STATED PROBLEM:
Arrange the lines from the one containing "[locate] green vegetation" through the final line as a Markdown table with the columns Row and Line, leaving out blank lines and the pictures.

TASK INPUTS:
▼

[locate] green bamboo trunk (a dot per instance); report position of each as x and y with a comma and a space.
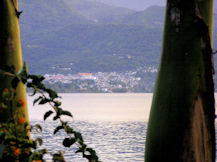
10, 54
181, 124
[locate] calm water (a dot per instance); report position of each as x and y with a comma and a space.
113, 124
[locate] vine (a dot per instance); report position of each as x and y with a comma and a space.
16, 145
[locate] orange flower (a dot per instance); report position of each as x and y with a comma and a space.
12, 143
22, 102
17, 152
13, 148
21, 120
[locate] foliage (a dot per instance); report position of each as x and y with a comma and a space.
16, 144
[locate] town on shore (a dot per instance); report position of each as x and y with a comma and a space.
139, 80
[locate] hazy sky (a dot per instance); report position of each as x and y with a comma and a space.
135, 4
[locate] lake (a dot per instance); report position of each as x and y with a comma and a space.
113, 124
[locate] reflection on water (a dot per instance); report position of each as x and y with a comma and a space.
101, 107
113, 141
113, 124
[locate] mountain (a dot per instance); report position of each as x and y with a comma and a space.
153, 16
98, 12
46, 15
93, 48
59, 37
138, 5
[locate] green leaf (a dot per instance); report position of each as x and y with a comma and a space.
52, 93
2, 148
79, 136
67, 142
40, 141
44, 101
47, 114
63, 112
39, 127
2, 73
36, 100
15, 82
57, 103
57, 129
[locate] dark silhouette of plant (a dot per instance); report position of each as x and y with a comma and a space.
15, 144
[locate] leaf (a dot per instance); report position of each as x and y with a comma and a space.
15, 82
36, 100
79, 150
2, 148
79, 136
2, 73
63, 112
38, 126
40, 141
57, 103
52, 93
47, 114
67, 142
56, 117
57, 129
44, 101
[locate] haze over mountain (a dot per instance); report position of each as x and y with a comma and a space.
138, 5
89, 36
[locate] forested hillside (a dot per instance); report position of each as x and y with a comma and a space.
90, 36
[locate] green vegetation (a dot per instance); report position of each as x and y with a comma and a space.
15, 145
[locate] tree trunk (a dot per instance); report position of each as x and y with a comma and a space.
10, 54
181, 124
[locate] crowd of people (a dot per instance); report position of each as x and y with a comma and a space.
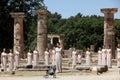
12, 59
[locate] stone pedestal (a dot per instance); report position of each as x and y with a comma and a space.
109, 35
18, 32
41, 32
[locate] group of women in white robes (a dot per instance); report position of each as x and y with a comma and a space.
12, 59
56, 57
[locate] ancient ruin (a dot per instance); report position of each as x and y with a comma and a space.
18, 31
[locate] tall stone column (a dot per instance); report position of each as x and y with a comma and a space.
41, 32
18, 32
109, 35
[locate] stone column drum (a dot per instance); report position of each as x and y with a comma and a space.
18, 32
41, 32
109, 35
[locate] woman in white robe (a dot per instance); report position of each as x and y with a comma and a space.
74, 58
88, 57
4, 60
46, 56
118, 56
108, 51
29, 58
100, 56
104, 62
35, 57
11, 61
53, 56
58, 58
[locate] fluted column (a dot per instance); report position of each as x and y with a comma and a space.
18, 31
41, 32
109, 34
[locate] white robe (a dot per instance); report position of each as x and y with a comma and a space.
118, 57
99, 57
46, 57
88, 58
11, 62
58, 59
35, 58
4, 61
53, 57
104, 62
109, 58
74, 59
29, 58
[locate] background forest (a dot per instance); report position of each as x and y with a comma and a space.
80, 31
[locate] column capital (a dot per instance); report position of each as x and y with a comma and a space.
109, 10
41, 12
18, 14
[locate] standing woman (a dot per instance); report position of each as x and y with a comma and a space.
11, 61
46, 56
58, 58
88, 57
118, 56
100, 56
16, 57
35, 57
29, 58
4, 60
74, 58
53, 56
104, 62
79, 57
108, 51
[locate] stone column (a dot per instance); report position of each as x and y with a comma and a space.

▲

ANSWER TO THE PROBLEM:
| Row | Line |
|---|---|
| 1 | [locate] green vegetation (a dot per instance); report position of each as x and y with a comma and a space. |
| 2 | 15, 145 |
| 3 | [locate] tree trunk (a dot per instance); report position of each as x and y with a comma and a space. |
| 4 | 10, 54 |
| 5 | 181, 124 |
| 6 | [locate] crowd of people (a dot per instance); report position of each as x and y with a comma and a space. |
| 7 | 12, 59 |
| 8 | [locate] stone pedestal (a dot per instance); report position of each as x and y with a comma and a space. |
| 9 | 109, 35 |
| 10 | 18, 32 |
| 11 | 41, 32 |
| 12 | [locate] group of women in white robes (a dot per instance); report position of each as x and y with a comma and a space. |
| 13 | 12, 59 |
| 14 | 56, 57 |
| 15 | [locate] ancient ruin (a dot per instance); report position of each as x and y with a comma and a space. |
| 16 | 18, 31 |
| 17 | [locate] tall stone column (a dot per instance); report position of each as x and y with a comma and a space. |
| 18 | 41, 32 |
| 19 | 18, 32 |
| 20 | 109, 35 |
| 21 | [locate] stone column drum (a dot per instance); report position of each as x and y with a comma and a space. |
| 22 | 18, 32 |
| 23 | 41, 32 |
| 24 | 109, 35 |
| 25 | [locate] woman in white robe (a dot per instance); report position of each as x and y with a comma and a space. |
| 26 | 74, 58 |
| 27 | 88, 57 |
| 28 | 4, 60 |
| 29 | 46, 56 |
| 30 | 118, 56 |
| 31 | 108, 51 |
| 32 | 29, 58 |
| 33 | 100, 56 |
| 34 | 104, 62 |
| 35 | 35, 57 |
| 36 | 11, 61 |
| 37 | 53, 56 |
| 38 | 58, 58 |
| 39 | [locate] fluted column (a dot per instance); report position of each as x and y with a comma and a space. |
| 40 | 18, 31 |
| 41 | 41, 32 |
| 42 | 109, 34 |
| 43 | [locate] white robe (a dot per instance); report position of each as x and y with a comma and a space. |
| 44 | 118, 57 |
| 45 | 99, 57 |
| 46 | 46, 57 |
| 47 | 88, 58 |
| 48 | 11, 62 |
| 49 | 58, 59 |
| 50 | 35, 58 |
| 51 | 4, 61 |
| 52 | 53, 57 |
| 53 | 104, 62 |
| 54 | 109, 58 |
| 55 | 74, 59 |
| 56 | 29, 58 |
| 57 | [locate] background forest (a dot per instance); report position of each as x and y with a comma and a space. |
| 58 | 80, 31 |
| 59 | [locate] column capital (a dot per instance); report position of each as x and y with a comma and a space. |
| 60 | 109, 10 |
| 61 | 41, 12 |
| 62 | 18, 14 |
| 63 | [locate] standing woman (a dot per instance); report position of each as x and y with a comma and a space. |
| 64 | 11, 61 |
| 65 | 46, 56 |
| 66 | 58, 58 |
| 67 | 88, 57 |
| 68 | 118, 56 |
| 69 | 100, 56 |
| 70 | 16, 57 |
| 71 | 35, 57 |
| 72 | 29, 58 |
| 73 | 4, 60 |
| 74 | 74, 58 |
| 75 | 53, 56 |
| 76 | 104, 62 |
| 77 | 79, 57 |
| 78 | 108, 51 |
| 79 | [locate] stone column (a dot per instance); report position of each as x and y with a comma and a space. |